## Sayfa:
┌────────
Yaratıcı Olun, Beyin Kimyanız Değişsin
YARATICI OLUN, BEYİN KİMYANIZ DEĞİŞSİN...
Yazan: Pınar Uysal Onganer
Herkes yaratıcı olabilir, ama bazı koşulları var!
Yaratıcılık nereden gelir? Herkes yaratıcı olabilir mi? Michelangelo''nun babası taşçı, Shakespeare ise orta sınıf bir tüccarın oğlu idi. Bazı insanların kendi mütevazı hayatlarından sıyrılıp yaratıcı dahiler olarak adlandırılmaları ve yükselmelerinin nedenleri ne olabilir?
Toplum olarak yaratıcı ve üstün zekâlı kişilere karşı toleranslı olmadığımızı savunan ünlü Amerikalı psikiyatrist Dr. Andreasen, salt zekânın yeterli olmadığını bunun yanında bir de risk alma ve hata yapmayı göze almanın önemini de vurguladı.
Geçtiğimiz günlerde Londra''da bulunana Dana Centre''de düzenlenen toplantıda üstün yetenekli dehaların beyinlerindeki bilimsel farklılıklar tartışıldı.
Psikiyatrist Dr. Nancy Andreasen ''in yazdığı ''The Creating Brain: The neuroscience of genius'' (Beyin yaratmak: Dahilerin nörobilimi) adlı kitapta da belirtildiği gibi, yaratıcılık ile zekâ aynı şey değil. Yaratıcı olmanın kuralı materyallere beklenenin dışında bir şekil ve hayat verebilmek.
└────────
## Etiketleme kayıtları:
┌────────
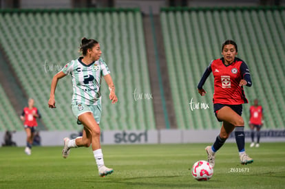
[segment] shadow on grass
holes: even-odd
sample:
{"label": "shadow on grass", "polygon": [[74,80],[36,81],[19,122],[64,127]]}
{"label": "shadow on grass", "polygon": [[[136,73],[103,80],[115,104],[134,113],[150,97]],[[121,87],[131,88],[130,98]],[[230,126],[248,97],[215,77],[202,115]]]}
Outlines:
{"label": "shadow on grass", "polygon": [[[187,180],[179,180],[180,175],[175,176],[154,176],[154,177],[138,177],[129,178],[102,178],[100,182],[105,182],[106,184],[117,186],[118,188],[127,187],[128,188],[215,188],[212,184],[221,183],[220,180],[210,180],[209,181],[198,181],[192,178]],[[173,179],[177,178],[177,181]],[[138,181],[140,180],[140,181]],[[94,180],[85,181],[85,182],[98,182]],[[102,183],[101,182],[101,183]]]}

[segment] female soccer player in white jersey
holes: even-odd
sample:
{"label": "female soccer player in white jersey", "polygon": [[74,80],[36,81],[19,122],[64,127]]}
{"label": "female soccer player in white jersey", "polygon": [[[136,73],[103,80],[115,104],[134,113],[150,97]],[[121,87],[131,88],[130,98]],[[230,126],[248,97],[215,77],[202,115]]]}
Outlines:
{"label": "female soccer player in white jersey", "polygon": [[80,50],[83,56],[67,64],[52,78],[48,105],[52,109],[56,107],[54,93],[57,82],[60,78],[70,74],[73,85],[72,111],[78,119],[77,122],[83,124],[84,129],[82,137],[74,140],[64,138],[63,157],[67,158],[72,148],[89,147],[92,144],[99,175],[105,177],[112,173],[113,169],[105,166],[100,144],[102,76],[109,86],[109,97],[112,103],[115,104],[118,98],[109,68],[100,58],[102,52],[99,43],[94,39],[83,38]]}

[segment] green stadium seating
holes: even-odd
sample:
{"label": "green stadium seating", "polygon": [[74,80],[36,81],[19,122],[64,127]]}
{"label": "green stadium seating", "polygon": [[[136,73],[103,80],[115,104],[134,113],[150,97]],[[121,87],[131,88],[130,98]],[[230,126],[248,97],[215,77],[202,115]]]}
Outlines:
{"label": "green stadium seating", "polygon": [[83,36],[99,41],[116,87],[118,102],[113,105],[102,82],[103,130],[155,129],[151,100],[135,101],[133,95],[136,88],[151,93],[138,10],[2,11],[0,20],[0,43],[49,130],[81,129],[71,110],[70,76],[59,82],[57,108],[49,109],[48,100],[52,76],[80,56]]}
{"label": "green stadium seating", "polygon": [[[205,83],[207,94],[196,90],[204,69],[221,56],[222,43],[233,39],[238,57],[248,64],[253,80],[246,95],[260,100],[267,129],[284,129],[284,8],[162,8],[160,19],[174,109],[179,129],[218,129],[213,113],[213,80]],[[210,109],[191,111],[191,99],[206,102]],[[250,104],[244,105],[246,125]]]}

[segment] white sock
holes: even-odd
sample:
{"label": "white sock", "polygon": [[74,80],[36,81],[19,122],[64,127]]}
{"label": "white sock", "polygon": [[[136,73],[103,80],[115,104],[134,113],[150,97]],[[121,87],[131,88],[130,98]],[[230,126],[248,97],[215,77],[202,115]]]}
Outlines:
{"label": "white sock", "polygon": [[245,154],[245,151],[238,153],[238,154],[240,155],[240,156],[242,156],[242,155],[243,155],[244,154]]}
{"label": "white sock", "polygon": [[[76,137],[76,138],[78,138],[78,137]],[[76,138],[70,140],[70,142],[68,142],[68,144],[67,144],[68,148],[77,148],[78,147],[77,145],[76,145],[76,143],[75,142],[75,140],[76,140]]]}
{"label": "white sock", "polygon": [[94,157],[96,163],[97,164],[98,168],[99,168],[102,166],[104,166],[104,159],[103,158],[102,149],[100,148],[94,151],[93,153],[94,154]]}

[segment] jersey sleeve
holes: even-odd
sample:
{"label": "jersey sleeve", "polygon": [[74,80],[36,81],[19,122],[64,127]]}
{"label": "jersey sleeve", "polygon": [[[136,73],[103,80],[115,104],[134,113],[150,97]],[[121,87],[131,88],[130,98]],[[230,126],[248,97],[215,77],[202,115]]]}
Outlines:
{"label": "jersey sleeve", "polygon": [[242,63],[240,65],[240,71],[242,78],[247,82],[246,86],[251,87],[252,85],[251,73],[249,72],[247,65],[244,62],[242,62]]}
{"label": "jersey sleeve", "polygon": [[73,69],[73,63],[72,62],[66,64],[61,71],[63,71],[65,75],[70,74]]}
{"label": "jersey sleeve", "polygon": [[105,62],[103,59],[101,59],[101,63],[102,63],[102,65],[101,65],[102,75],[103,76],[105,76],[106,75],[109,74],[110,74],[110,70],[109,69],[109,67],[107,65],[107,64],[105,63]]}
{"label": "jersey sleeve", "polygon": [[203,88],[203,85],[205,83],[207,78],[209,77],[211,72],[212,72],[212,63],[213,61],[210,63],[210,65],[206,68],[205,71],[204,71],[203,76],[202,76],[198,85],[198,89],[202,89]]}

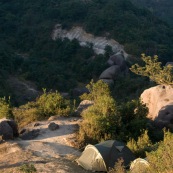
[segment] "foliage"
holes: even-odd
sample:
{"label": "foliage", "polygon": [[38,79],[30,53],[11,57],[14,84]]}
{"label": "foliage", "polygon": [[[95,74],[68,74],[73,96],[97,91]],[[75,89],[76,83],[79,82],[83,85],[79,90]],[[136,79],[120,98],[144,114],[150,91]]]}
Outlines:
{"label": "foliage", "polygon": [[147,160],[150,163],[150,172],[172,172],[173,170],[173,134],[164,131],[164,140],[158,143],[155,151],[147,153]]}
{"label": "foliage", "polygon": [[143,134],[138,137],[137,141],[131,138],[127,142],[127,146],[134,152],[136,157],[141,158],[146,157],[146,151],[151,151],[153,149],[153,145],[149,139],[147,130],[145,130]]}
{"label": "foliage", "polygon": [[123,159],[118,159],[118,162],[115,163],[115,166],[113,169],[110,169],[108,173],[126,173],[125,166],[123,165],[124,161]]}
{"label": "foliage", "polygon": [[173,84],[173,66],[168,65],[161,67],[161,62],[158,62],[158,57],[156,55],[152,58],[142,54],[142,60],[145,62],[144,67],[135,64],[130,70],[138,75],[149,77],[157,84]]}
{"label": "foliage", "polygon": [[70,103],[65,100],[59,92],[43,90],[43,94],[36,100],[37,113],[42,116],[68,116],[70,114]]}
{"label": "foliage", "polygon": [[172,0],[131,0],[134,4],[142,8],[147,8],[152,14],[158,16],[169,24],[173,25]]}
{"label": "foliage", "polygon": [[20,166],[19,170],[22,171],[23,173],[37,172],[33,164],[23,164]]}
{"label": "foliage", "polygon": [[10,98],[8,100],[5,97],[0,98],[0,118],[14,118],[10,106]]}
{"label": "foliage", "polygon": [[81,47],[76,40],[53,41],[57,23],[113,38],[133,55],[172,58],[171,28],[128,0],[2,0],[0,12],[0,71],[20,74],[40,88],[67,91],[87,83],[98,77],[112,53],[107,47],[105,56],[96,56],[92,46]]}
{"label": "foliage", "polygon": [[43,94],[35,102],[28,102],[19,108],[14,108],[13,114],[19,126],[23,127],[51,115],[69,116],[71,111],[70,101],[64,99],[58,91],[46,92],[46,89],[44,89]]}
{"label": "foliage", "polygon": [[94,105],[82,113],[83,121],[80,124],[79,140],[85,143],[95,143],[115,138],[116,131],[120,128],[121,119],[108,85],[103,81],[91,82],[88,89],[90,93],[85,94],[85,98],[94,101]]}
{"label": "foliage", "polygon": [[146,129],[147,107],[140,100],[131,100],[121,103],[118,110],[121,116],[120,138],[125,141],[129,138],[137,139],[141,135],[141,130]]}

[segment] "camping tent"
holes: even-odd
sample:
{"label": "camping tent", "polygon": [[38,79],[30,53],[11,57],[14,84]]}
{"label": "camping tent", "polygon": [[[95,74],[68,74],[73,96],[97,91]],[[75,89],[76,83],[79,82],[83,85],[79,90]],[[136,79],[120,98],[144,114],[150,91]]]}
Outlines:
{"label": "camping tent", "polygon": [[130,149],[122,142],[108,140],[96,145],[87,145],[77,163],[86,170],[108,171],[119,158],[128,166],[135,159]]}
{"label": "camping tent", "polygon": [[142,158],[135,159],[130,165],[130,172],[132,173],[139,173],[139,172],[147,172],[149,169],[150,164],[148,161]]}

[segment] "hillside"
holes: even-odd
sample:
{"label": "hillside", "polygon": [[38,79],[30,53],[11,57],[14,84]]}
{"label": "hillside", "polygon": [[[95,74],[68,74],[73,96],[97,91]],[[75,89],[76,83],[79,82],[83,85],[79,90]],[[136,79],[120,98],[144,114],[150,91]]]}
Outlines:
{"label": "hillside", "polygon": [[131,0],[135,5],[139,7],[145,7],[149,9],[152,14],[163,19],[167,23],[173,26],[173,1],[172,0]]}
{"label": "hillside", "polygon": [[57,24],[114,39],[136,57],[144,52],[172,61],[171,28],[129,0],[3,0],[0,12],[1,96],[13,94],[6,87],[8,75],[33,81],[39,89],[63,92],[98,79],[111,49],[96,55],[92,44],[81,47],[77,40],[54,41],[51,35]]}

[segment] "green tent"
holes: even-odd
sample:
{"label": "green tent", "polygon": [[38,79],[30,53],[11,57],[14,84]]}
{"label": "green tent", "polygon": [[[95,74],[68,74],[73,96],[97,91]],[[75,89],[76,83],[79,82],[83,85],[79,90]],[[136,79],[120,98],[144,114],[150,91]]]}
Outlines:
{"label": "green tent", "polygon": [[135,160],[134,154],[123,142],[108,140],[96,145],[87,145],[77,163],[86,170],[106,172],[113,168],[120,158],[124,160],[125,166]]}

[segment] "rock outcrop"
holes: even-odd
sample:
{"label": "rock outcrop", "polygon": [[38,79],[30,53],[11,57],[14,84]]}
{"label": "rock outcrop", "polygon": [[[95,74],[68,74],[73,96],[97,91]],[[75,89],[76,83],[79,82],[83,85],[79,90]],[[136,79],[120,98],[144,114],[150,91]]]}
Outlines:
{"label": "rock outcrop", "polygon": [[14,120],[5,118],[0,120],[0,136],[3,140],[14,139],[18,135],[18,127]]}
{"label": "rock outcrop", "polygon": [[52,33],[52,39],[56,40],[58,38],[69,40],[77,39],[81,46],[89,46],[92,44],[93,50],[96,54],[104,54],[105,47],[111,46],[114,53],[122,52],[124,57],[127,58],[128,54],[124,51],[122,45],[113,39],[107,39],[106,37],[95,37],[79,26],[72,27],[70,30],[62,29],[60,24],[57,24]]}
{"label": "rock outcrop", "polygon": [[159,128],[173,125],[173,87],[158,85],[145,90],[141,100],[149,109],[148,118]]}
{"label": "rock outcrop", "polygon": [[103,71],[99,79],[110,79],[115,80],[116,77],[120,74],[120,67],[118,65],[113,65]]}

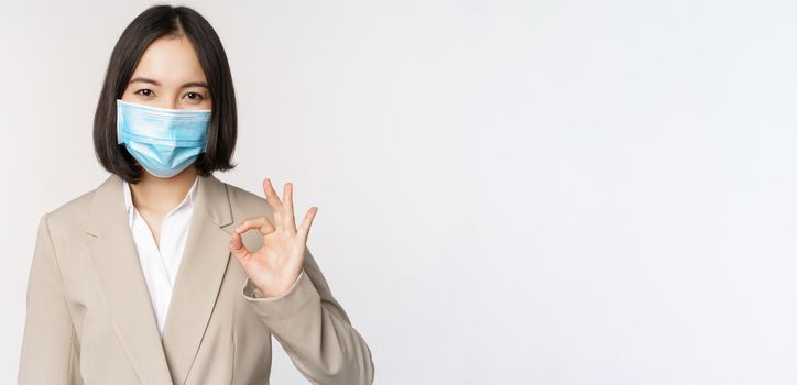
└────────
## Verilen görev 1:
Lütfen yukarıdaki yaratıcılık yazısında "Psikiyatrist Dr. Nancy" ifadesinden "ve hayat verebilmek." ifadesine kadar olan bölümü aynen kopyalayın.
## Verilen görev 2:
Yukarıdaki yaratıcılık yazısına göre şu soruları yanıtlayın:
(a) Michelangelo'nun babası ne iş yapıyordu?
(b) Dahilerin beyinlerindeki farkların tartışıldığı toplantı Londra'da hangi merkezde düzenlendi?
(c) Yaratıcı olmanın kuralı nedir?

## Doğru cevap 1:
Psikiyatrist Dr. Nancy Andreasen ''in yazdığı ''The Creating Brain: The neuroscience of genius'' (Beyin yaratmak: Dahilerin nörobilimi) adlı kitapta da belirtildiği gibi, yaratıcılık ile zekâ aynı şey değil. Yaratıcı olmanın kuralı materyallere beklenenin dışında bir şekil ve hayat verebilmek.

## Doğru cevap 2:
(a) Taşçıydı.
(b) Dana Centre'de.
(c) Materyallere beklenenin dışında bir şekil ve hayat verebilmek.